Internal mutations and microbes may drive a distinct subtype of oral cancer

A new study reveals that many oral cancers are no longer driven by traditional risk factors like smoking or Human papillomavirus infection. Instead, they arise from internal DNA damage and possible microbial influences. By analyzing tumor mutation patterns, researchers identified a distinct subtype of oral squamous cell carcinoma marked by immune evasion and antibacterial responses. These findings reshape our understanding of oral cancer and open the door to more precise, targeted treatments in the future.

Head and neck cancers, particularly those originating in the oral cavity, have historically been attributed to well-defined etiological factors like tobacco exposure, alcohol consumption, and infection with oncogenic strains of Human papillomavirus. These factors are known to drive majority of oral cavity squamous cell carcinomas (OCSCC), a major subtype of head and neck cancers. However, an increasing proportion of OCSCC cases are being diagnosed in individuals who lack exposure to these established risk factors, particularly among younger individuals and women. Despite these changing patterns, the causes of OCSCC in this group are still not well understood, highlighting the need for further research.

Researchers conducted this study to better understand this subgroup of oral cancers, referred to as NIRF (No Identified Risk Factor) OCSCC. The study was led by Dr. Jiri Zavadil from the International Agency for Research on Cancer (IARC), World Health Organization, Epigenomics and Mechanisms Branch, France, and Prof. François Virard from the Cancer Research Center of Lyon. Dr. Zavadil explains the motivation behind this study, "We aimed to uncover the molecular mechanisms driving these cancers and to determine whether they represent a distinct subtype with unique biological characteristics. Given that traditional carcinogenic exposures could not explain these cases, we sought to explore whether internal processes or alternative external influences might be responsible." The study was published in the International Journal of Oral Science journal on 24 April 2026.

Segmentation mask data

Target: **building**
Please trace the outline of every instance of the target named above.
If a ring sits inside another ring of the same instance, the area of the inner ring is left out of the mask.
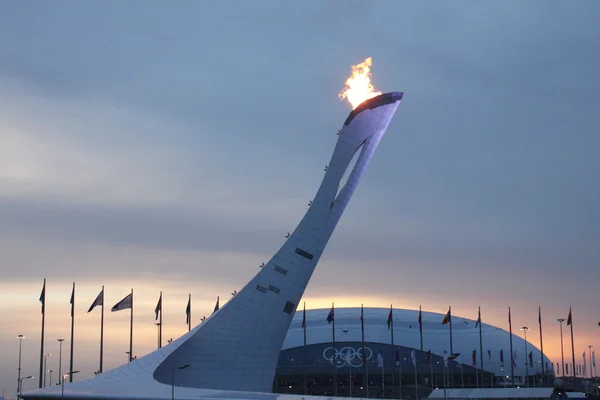
[[[419,310],[394,309],[393,324],[388,328],[389,308],[365,308],[363,353],[361,309],[335,309],[335,347],[333,324],[327,321],[329,312],[329,309],[306,311],[306,348],[303,313],[296,313],[279,357],[274,392],[302,394],[306,382],[307,394],[333,395],[336,375],[339,396],[367,397],[368,386],[369,397],[381,397],[384,392],[388,398],[399,398],[400,377],[405,397],[414,396],[415,383],[419,397],[428,395],[436,387],[444,387],[444,372],[449,376],[448,387],[454,388],[524,386],[525,376],[529,376],[531,387],[548,386],[554,379],[553,363],[547,357],[542,361],[537,347],[529,342],[526,345],[522,337],[513,333],[515,384],[512,385],[509,332],[485,323],[482,324],[482,365],[476,320],[452,316],[453,352],[460,356],[449,361],[445,370],[444,357],[450,352],[450,335],[449,324],[442,325],[444,314],[422,313],[421,351]],[[412,361],[413,351],[416,367]],[[383,368],[378,366],[380,353]],[[363,354],[367,359],[368,381]]]
[[[234,391],[270,392],[297,305],[402,97],[382,94],[350,112],[298,227],[256,276],[203,323],[144,357],[66,384],[64,395],[62,388],[52,387],[23,398],[166,399],[176,392],[186,398],[233,399],[241,396]]]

ACTIVITIES:
a – Using the oral cancer article above, state for each of the following whether it agrees with the article: (i) the study was published in the International Journal of Oral Science on 24 April 2026; (ii) Prof. François Virard is affiliated with the International Agency for Research on Cancer; (iii) OCSCC without the established risk factors is being diagnosed particularly among older men. Answer yes or no, and support each answer with the deciding words quoted from the article.
b – Continue the oral cancer article above, picking up after its final sentence.

SOLVED TASKS:
a –
(i) Yes: "The study was published in the International Journal of Oral Science journal on 24 April 2026."
(ii) No: "Prof. François Virard from the Cancer Research Center of Lyon."
(iii) No: "particularly among younger individuals and women."

b –
The study utilized large-scale public cancer datasets from The Cancer Genome Atlas. After rigorous quality filtering, the researchers analyzed 347 head and neck cancer samples, including 253 oral cavity cancers and 94 laryngeal cancers used as smoking-related controls. Advanced genomic techniques and multi-omics analysis were employed to examine DNA mutations, gene expression, and epigenetic changes. A key methodological approach involved the identification of mutational signatures, which are characteristic patterns of mutations that reflect the underlying processes causing DNA damage. By clustering tumors based on these signatures, researchers were able to stratify patients into biologically meaningful groups.

The analysis revealed four distinct mutational clusters. Two were strongly linked to known risk factors such as smoking and alcohol use, characterized by signatures like SBS4 and SBS16. Tobacco-related mutations varied by anatomical site, with laryngeal cancers showing a higher mutation burden than oral cancers, highlighting tissue-specific responses to carcinogens. "We identified two clusters enriched with NIRF cases. They were dominated by endogenous processes, particularly the aging-related SBS1 signature and APOBEC-associated signatures (SBS2 and SBS13) suggesting that internal biological mechanisms, rather than external exposures, play a key role in NIRF OCSCC," shares Prof. Virard.

Importantly, no mutational signatures linked to known environmental carcinogens were identified in the NIRF tumor clusters, even though they showed biological heterogeneity, with one primarily driven by age-related mutations and the other by APOBEC-mediated mutagenesis. Further analyses revealed that NIRF tumors possess distinct molecular features, including unique driver gene mutations linked to immune function and cell signaling. Gene expression analysis indicated activation of antimicrobial and keratinization pathways, and the presence of bacterial components, histopathologically confirmed by the researchers, suggested a potential role of the oral microbiome in tumor development.

Clinically, these findings have important implications. NIRF tumors exhibited features of immune evasion, including alterations in antigen presentation pathways, which could potentially affect responses to immune checkpoint therapies. At the same time, APOBEC-driven mutagenesis points to potential sensitivity to therapies targeting DNA damage response pathways, suggesting possible future opportunities for precision medicine approaches. Overall, this study significantly refines our understanding of oral cancer by establishing NIRF OCSCC as a distinct molecular subtype. It highlights the importance of endogenous mutational processes, demonstrates site-specific effects of traditional risk factors, and suggests a possible contribution of microbial influences.

In conclusion, oral cancers arising in the absence of known risk factors represent a unique disease entity with distinct biological drivers. These findings pave the way for future research into their etiology, improve diagnostic classification, and open new avenues for targeted and more effective therapeutic strategies.